KUTIPAN:
= = = = = = =

Jumat, 19 Agustus 2011

Bismillahirrahmanirrokhim


Pertama - tama, aku sanjungkan Pujian kepada Allah. Selanjutnya, aku haturkan shalawat dan salam kepada Nabi pilihan - Nya.

Wahai saudaraku !, adakah kiranya di antara kalian yang sudi mendengarkan sepenggal ceritaku ?, pada saat aku
mengembara, salah seorang pengikut mazhab Ahlut Ta'lim ( aliran kebatinan ) mendatangiku.
Ia menyergapku dengan berbagai pertanyaan dan sanggahan. Sepertinya ia menantangku dengan kepandaian dan argumentasi - argumentasi yang menjerat.
Ia berkata kepadaku ;" Aku lihat engkau mengklaim kesempurnaan pengetahuan. dengan timbangan apa engkau menimbang kebenaran pengetahuanmu ?apa dengan timbangan penalaran dan analogi, yang sarat dengan kontradiksi dan kesimpangsiuran dan menimbulkan pertentangan, ataukah dengan timbangan ahli kebatinan ( al ta'lim ) yang maksum dan banyak ilmunya ? Namun sepenglihatanku engkau tidak punya keinginan mencari imam tersebut ? ".

Aku jawab, : " Mengenai timbangan penalaran dan analogi, naudzu billah, aku tidak menggunakanya. itu adalah timbangan setan. Jika ada sahabatku yang menganggap bahwa penalaran dan analogi adalah timbangan pengetahuan, maka aku memohon kepada Allah untuk melindungiku dari kejahatanya yang berdampak buruk pada agama. Menurut agama, ia adalah teman yang bodoh, dan teman yang bodoh lebih berbahaya daripada musuh yang cerdas."

= = = = = = =

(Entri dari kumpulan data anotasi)
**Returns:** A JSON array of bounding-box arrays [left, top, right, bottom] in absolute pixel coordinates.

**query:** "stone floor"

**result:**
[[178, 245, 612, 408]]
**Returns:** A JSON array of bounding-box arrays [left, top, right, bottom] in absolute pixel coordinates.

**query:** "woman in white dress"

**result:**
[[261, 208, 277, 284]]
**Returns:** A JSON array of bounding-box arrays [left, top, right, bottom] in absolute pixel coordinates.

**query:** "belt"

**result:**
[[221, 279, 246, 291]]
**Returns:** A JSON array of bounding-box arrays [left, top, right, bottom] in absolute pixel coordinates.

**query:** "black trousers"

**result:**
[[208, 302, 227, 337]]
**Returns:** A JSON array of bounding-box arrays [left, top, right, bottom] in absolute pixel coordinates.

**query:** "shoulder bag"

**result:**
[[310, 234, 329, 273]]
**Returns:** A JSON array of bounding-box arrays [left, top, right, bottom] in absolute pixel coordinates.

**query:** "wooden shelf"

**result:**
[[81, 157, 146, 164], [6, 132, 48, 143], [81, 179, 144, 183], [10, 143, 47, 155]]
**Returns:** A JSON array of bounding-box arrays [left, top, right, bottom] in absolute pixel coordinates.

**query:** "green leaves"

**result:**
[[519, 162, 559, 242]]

= = = = = = =

TUGAS DIKERJAKAN:
**A)** Tuliskan kembali sebagian kutipan tentang timbangan pengetahuan: mulailah pada kata-kata yang memuat "Bismillahirrahmanirrokhim", lalu berhenti setelah "kebatinan ) mendatangiku.".
**B)** Teruskan kutipan tentang timbangan pengetahuan mulai setelah kalimat terakhir yang tercantum.
Data di atas diambil dari sumber lain.

JAWABAN TIAP TUGAS:
**A)**
Bismillahirrahmanirrokhim


Pertama - tama, aku sanjungkan Pujian kepada Allah. Selanjutnya, aku haturkan shalawat dan salam kepada Nabi pilihan - Nya.

Wahai saudaraku !, adakah kiranya di antara kalian yang sudi mendengarkan sepenggal ceritaku ?, pada saat aku
mengembara, salah seorang pengikut mazhab Ahlut Ta'lim ( aliran kebatinan ) mendatangiku.

**B)**
Seandainya ia beroleh kebahagiaan dalam mengikuti madzhab ahl at ta'lim, sejak awal tentu ia telah mengetahui bagaimana cara berdebat dari Alquran Yang Mulia, dimana Allah berfirman : " Serulah ( manusia ) kepada jalan Tuhanmu dengan hikmah dan pelajaran yang baik, dan bantahlah mereka dengan cara yang baik ( Q.S 16 : 125 ) ."
Ketahuilah bahwa menyeru kepada Allah dengan hikmah ( al hikmah ), pelajaran yang baik ( al mau'izhah al hasanah ), dan adu argumen atau perdebatan ( al mujadalah ) memiliki audiens masing - masing. bila pendekatan hikmah diterapkan kepada audiens yang cocok dengan pendekatan al mau'izhah hasanah, niscaya pendekatan hikmah akan menimbulkan bahaya bagi mereka, seperti bahayanya daging ayam bila diberikan kepada bayi yang seharusnya minum susu. Demikian pula, bila pendekatan al mujadalah diterapkan kepada audiens yang seharusnya diseru dengan pendekatan hikmah, niscaya mereka akan muak, seperti muaknya seorang laki - laki yang gagah dan kuat ketika disuruh minum asi. Bahkan, orang yang menggunakan pendekatan al mujadalah kepada ahlinya, tetapi dengan cara yang kurang baik sebagaimana diajarkan Al quran, tidak jauh beda dengan orang yang menghidangkan roti kepada orang badui yang terbiasa makan kurma, atau menyuguhkan kurma kepada orang kota yang terbiasa makan roti.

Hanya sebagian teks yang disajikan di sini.